• **Instructions for the task**
Reproduce the following material verbatim, line for line, with no alterations.
* start Task material *
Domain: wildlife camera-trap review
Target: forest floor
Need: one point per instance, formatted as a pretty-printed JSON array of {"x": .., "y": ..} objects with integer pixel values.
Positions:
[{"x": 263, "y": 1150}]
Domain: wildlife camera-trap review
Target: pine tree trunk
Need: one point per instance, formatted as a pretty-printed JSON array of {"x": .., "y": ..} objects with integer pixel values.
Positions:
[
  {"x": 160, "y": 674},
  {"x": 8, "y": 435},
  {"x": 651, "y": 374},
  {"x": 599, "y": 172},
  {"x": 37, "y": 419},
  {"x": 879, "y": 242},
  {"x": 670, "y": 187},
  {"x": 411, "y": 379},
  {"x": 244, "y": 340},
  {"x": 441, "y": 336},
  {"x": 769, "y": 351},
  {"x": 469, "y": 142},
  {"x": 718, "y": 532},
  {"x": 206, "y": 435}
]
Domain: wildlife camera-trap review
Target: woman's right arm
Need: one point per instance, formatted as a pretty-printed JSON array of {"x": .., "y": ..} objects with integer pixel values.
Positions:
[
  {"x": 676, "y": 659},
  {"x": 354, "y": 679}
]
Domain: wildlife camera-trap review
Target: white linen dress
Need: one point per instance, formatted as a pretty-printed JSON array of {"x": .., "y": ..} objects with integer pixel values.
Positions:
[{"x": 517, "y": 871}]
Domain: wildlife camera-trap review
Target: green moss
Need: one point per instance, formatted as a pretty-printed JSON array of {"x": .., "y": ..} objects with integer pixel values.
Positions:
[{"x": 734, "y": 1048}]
* end Task material *
• **Task output**
Domain: wildlife camera-trap review
Target: forest floor
Need: one point per instance, formatted as a pretty-printed JSON array of {"x": .., "y": ..} objects with integer pixel values.
Positions:
[{"x": 263, "y": 1150}]
Domain: wildlife camera-trap review
Target: pine tree trunk
Need: one point per instance, formatted as a pretty-printed JSON array of {"x": .., "y": ..} objects with integer pixel values.
Positions:
[
  {"x": 160, "y": 674},
  {"x": 8, "y": 435},
  {"x": 651, "y": 374},
  {"x": 599, "y": 172},
  {"x": 37, "y": 419},
  {"x": 879, "y": 242},
  {"x": 670, "y": 187},
  {"x": 411, "y": 379},
  {"x": 244, "y": 340},
  {"x": 441, "y": 336},
  {"x": 769, "y": 351},
  {"x": 469, "y": 142},
  {"x": 718, "y": 532},
  {"x": 206, "y": 435}
]
Domain: wildlife camera-trap review
Target: woman's right arm
Need: one point per instance, formatted as a pretty-printed JSON array of {"x": .., "y": ..} objects with integer pixel values.
Positions:
[
  {"x": 676, "y": 659},
  {"x": 354, "y": 679}
]
Domain: wildlife camera-trap review
Target: white linen dress
Need: one point per instance, formatted as a pretty-printed JSON array of {"x": .., "y": ..} objects with integer pixel values.
Positions:
[{"x": 517, "y": 871}]
Domain: wildlife camera-trap review
Target: green moss
Need: one point per instance, formatted as a pretty-printed JSON array of {"x": .., "y": ..} objects with integer pixel values.
Positions:
[{"x": 734, "y": 1048}]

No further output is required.